━━━━━ Okunacak Metin ━━━━━

Mlliyet Milliyet Blog Milliyet Blog
 
Facebook Connect
Blog Kategorileri
 

27 Haziran '13

 
Kategori
Deneme
 

Empati

Kaygılarımız, korkularımız, endişelerimiz ve tedirginliklerimiz koyu griden simsiyaha kadar  iç dünyamızın en bulutlu halleridir. Bedenimizi,  ergonomik koltuklara, ortopedik yataklara atsak da ruhumuz rahat değilse her şey boş gelir.  Tipik, diken üstü vaziyeti sergileriz.
İnsanın kaldırabileceği fiziksel ve ruhsal yükün sınırları da malum, kişiye göre değişir.  En cılız gördüğümüz kişi, kaldırdığı ağırlıklarla bizi şaşırtır.   Kişinin; yaşam koşulları, yaptığı spor, çalışma hayatı, sağlık vs. faktörler dış görünüşe göre verdiğimiz hükümlerde bizi yanıltıverir.

━━━━━ Sağlanan Öğeler ━━━━━

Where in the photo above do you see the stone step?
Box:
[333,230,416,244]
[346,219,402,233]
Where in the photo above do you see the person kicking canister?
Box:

━━━━━

» **Yazılı Görevler**:
1 - Empati yazısına göre aşağıdaki soruları yanıtlayınız.
(a) Yazı hangi kategoride yer almaktadır?
(b) Yazının tarihi nedir?
(c) İnsanın kaldırabileceği fiziksel ve ruhsal yükün sınırları neye göre değişir?
2 - Empati yazısında "Kaygılarımız, korkularımız, endişelerimiz" ifadesinden "üstü vaziyeti sergileriz." ifadesine kadar olan bölümü hiçbir değişiklik yapmadan yeniden yazınız.
Öğelerin buradaki çalışmayla hiçbir ilgisi yoktur.

» **Sıralı Sonuçlar**:
1 -
(a) Deneme
(b) 27 Haziran '13
(c) Kişiye göre

2 -
Kaygılarımız, korkularımız, endişelerimiz ve tedirginliklerimiz koyu griden simsiyaha kadar  iç dünyamızın en bulutlu halleridir. Bedenimizi,  ergonomik koltuklara, ortopedik yataklara atsak da ruhumuz rahat değilse her şey boş gelir.  Tipik, diken üstü vaziyeti sergileriz.